----- ФРАГМЕНТ ТЕКСТА -----

Лисовский действительно происходил из стародубских мещан, и еще в 1704 году был приговорен к виселице за кражу большой суммы у черниговского полкового есаула Михаила Красовского. От казни он откупился тем, что продал все свое имущество и передал Красовскому все свои деньги. Но и после того будущий протопоп не угомонился. Авантюрный нрав заставил его ухаживать сразу за двумя дочерьми «значительного военного товарища» Степана Улизка — и в конечном счете он вскружил голову младшей, Палажке, так, что та убежала с ним из родительского дома. Вскоре Лисовский подговорил попа в далеком селе, чтобы их обвенчали без родительского благословения. Но здесь молодых поймали — и Лисовский должен был отбывать церковное искупление в Почепском монастыре за противление отцовской воле. Потому он понесся от молодой жены аж в Москву, где «прославился» кражей икон и едва убежал обратно в Украину.

----- ИСХОДНЫЕ ДАННЫЕ -----

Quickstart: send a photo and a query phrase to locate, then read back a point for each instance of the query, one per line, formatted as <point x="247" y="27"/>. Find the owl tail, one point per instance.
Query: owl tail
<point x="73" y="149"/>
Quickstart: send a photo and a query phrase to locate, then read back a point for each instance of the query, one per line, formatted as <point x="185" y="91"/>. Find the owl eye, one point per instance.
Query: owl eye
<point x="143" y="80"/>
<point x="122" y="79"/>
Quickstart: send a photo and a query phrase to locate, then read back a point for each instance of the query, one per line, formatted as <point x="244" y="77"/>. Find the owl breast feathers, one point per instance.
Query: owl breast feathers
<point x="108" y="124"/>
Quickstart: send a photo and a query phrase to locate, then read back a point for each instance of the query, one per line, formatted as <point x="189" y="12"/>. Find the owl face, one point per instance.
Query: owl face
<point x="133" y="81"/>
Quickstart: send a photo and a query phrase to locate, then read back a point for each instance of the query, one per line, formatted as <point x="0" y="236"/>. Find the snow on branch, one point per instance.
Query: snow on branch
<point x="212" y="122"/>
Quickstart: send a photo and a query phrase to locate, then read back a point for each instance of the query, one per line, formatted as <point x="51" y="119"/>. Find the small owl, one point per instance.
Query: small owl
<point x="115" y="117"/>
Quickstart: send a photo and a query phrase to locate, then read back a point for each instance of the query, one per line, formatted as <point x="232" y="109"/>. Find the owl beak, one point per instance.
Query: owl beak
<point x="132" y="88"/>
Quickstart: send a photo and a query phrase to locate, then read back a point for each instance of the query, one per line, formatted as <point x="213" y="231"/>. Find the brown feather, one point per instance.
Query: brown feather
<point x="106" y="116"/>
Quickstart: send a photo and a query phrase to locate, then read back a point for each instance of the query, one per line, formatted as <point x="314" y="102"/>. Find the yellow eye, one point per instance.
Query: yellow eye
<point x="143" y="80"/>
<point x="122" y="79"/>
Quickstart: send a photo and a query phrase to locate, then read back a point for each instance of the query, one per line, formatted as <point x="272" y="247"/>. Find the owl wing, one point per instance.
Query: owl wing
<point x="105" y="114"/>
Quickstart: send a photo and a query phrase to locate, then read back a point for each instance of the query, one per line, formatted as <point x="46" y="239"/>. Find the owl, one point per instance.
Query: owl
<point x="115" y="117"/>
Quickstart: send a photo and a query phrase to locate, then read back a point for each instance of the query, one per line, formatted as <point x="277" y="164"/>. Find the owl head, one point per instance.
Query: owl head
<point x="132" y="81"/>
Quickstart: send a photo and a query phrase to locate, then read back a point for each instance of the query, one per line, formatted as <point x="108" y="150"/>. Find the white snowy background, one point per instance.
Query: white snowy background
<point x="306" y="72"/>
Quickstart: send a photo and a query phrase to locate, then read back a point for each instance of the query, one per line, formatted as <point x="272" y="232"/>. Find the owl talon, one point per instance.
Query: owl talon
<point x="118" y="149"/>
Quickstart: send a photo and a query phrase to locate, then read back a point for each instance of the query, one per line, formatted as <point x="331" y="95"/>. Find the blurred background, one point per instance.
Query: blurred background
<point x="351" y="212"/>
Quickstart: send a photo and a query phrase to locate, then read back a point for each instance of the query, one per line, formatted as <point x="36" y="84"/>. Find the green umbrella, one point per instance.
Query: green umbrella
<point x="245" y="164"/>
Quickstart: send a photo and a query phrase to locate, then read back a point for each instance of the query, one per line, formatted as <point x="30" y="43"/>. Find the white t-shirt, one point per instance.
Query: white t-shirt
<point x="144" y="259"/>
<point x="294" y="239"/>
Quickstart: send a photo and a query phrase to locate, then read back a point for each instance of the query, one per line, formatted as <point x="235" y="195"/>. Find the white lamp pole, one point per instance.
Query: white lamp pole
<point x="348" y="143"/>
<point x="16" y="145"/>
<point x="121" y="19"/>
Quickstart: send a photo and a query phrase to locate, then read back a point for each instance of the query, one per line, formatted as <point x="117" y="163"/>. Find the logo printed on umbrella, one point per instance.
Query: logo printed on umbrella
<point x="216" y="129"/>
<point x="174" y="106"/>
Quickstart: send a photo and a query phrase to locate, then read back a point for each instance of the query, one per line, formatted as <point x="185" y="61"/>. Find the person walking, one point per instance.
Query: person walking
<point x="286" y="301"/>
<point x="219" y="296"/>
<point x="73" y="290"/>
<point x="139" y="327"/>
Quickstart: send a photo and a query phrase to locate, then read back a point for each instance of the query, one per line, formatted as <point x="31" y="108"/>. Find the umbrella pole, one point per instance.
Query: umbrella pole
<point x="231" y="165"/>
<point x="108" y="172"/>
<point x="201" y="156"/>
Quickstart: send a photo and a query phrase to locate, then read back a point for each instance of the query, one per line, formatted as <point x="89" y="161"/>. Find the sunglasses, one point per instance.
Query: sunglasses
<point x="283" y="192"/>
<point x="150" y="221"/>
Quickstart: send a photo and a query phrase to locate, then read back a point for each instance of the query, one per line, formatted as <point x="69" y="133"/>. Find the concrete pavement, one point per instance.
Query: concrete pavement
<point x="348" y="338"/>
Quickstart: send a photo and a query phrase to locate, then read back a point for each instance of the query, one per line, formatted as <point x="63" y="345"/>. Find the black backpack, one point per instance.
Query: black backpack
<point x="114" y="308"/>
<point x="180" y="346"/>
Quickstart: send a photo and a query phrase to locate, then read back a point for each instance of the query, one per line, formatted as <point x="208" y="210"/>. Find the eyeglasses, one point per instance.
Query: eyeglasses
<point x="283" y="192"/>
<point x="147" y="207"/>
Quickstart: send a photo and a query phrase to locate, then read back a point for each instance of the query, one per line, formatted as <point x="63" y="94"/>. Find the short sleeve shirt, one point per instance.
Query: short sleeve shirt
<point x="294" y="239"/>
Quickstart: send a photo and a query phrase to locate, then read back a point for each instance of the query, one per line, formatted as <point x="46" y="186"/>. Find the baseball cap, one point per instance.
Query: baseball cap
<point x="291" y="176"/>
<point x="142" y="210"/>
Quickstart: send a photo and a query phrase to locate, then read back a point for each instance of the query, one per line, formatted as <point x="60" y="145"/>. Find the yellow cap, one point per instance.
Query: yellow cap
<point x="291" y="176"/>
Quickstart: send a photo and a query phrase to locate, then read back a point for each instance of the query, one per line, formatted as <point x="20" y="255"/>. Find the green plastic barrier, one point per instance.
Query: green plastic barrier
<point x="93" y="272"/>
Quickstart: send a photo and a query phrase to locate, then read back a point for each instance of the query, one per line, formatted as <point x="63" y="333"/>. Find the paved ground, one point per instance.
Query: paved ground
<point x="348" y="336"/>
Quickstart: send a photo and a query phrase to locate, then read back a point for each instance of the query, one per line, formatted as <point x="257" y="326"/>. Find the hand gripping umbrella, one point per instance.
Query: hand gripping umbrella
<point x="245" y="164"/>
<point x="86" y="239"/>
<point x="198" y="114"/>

-----

> ЗАДАНИЯ ДЛЯ ВЫПОЛНЕНИЯ
1. За что Лисовского приговорили к виселице в 1704 году, согласно фрагменту о Лисовском?
2. Определите, согласуется ли с фрагментом о Лисовском каждое из утверждений: (a) Лисовский был родом из стародубских мещан; (b) Лисовский убежал из родительского дома со старшей дочерью Степана Улизка; (c) церковное искупление Лисовский отбывал в Почепском монастыре.
3. Подхватите фрагмент о Лисовском и напишите его продолжение, начиная сразу после последнего предложения.

> ОТВЕТЫ ПО ПОРЯДКУ
1. За кражу большой суммы у черниговского полкового есаула Михаила Красовского.

2.
(a) Да: «Лисовский действительно происходил из стародубских мещан».
(b) Нет: «он вскружил голову младшей, Палажке, так, что та убежала с ним из родительского дома».
(c) Да: «Лисовский должен был отбывать церковное искупление в Почепском монастыре».

3.
Здесь несколько лет он был странствующим дьяком, «не брезгуя», как пишет Орест Левицкий, «злодейством, а при случае и донжуанством». Следы его злодейства и мошенничества находим под Переяславом (украден конь), в Липлявом (обманута незнакомая женщина, которая отдала вору вещи мужа), в родном Стародубе (чуть ли не поженился с какой-то вдовой Василихой, но убежал из церкви и был посаженым в кутузку), в Батурине (украл пару коней и шесть рублей денег у архимандрита Одорского), под Киевом (взял сына вдовы под обещание научить его на дьяка, но довел до Белгорода Курского и там продал, выдав за своего пленника). В конечном итоге наш герой сделался сотенным писарем в местечке Варве, где, несмотря на нерасторгнутый первый брак, женился на Ксении Лисаневичевне, а затем был рукоположен на попа. Это документируемое жизнеописание Лисовского полковник Черныш послал в 1714 году в столицу, умоляя: «Умилосердись, великий государю, на меня и на весь полк мой и повели нас оборонить от такого ябедника, видимого вора, двоеженца и обманщика».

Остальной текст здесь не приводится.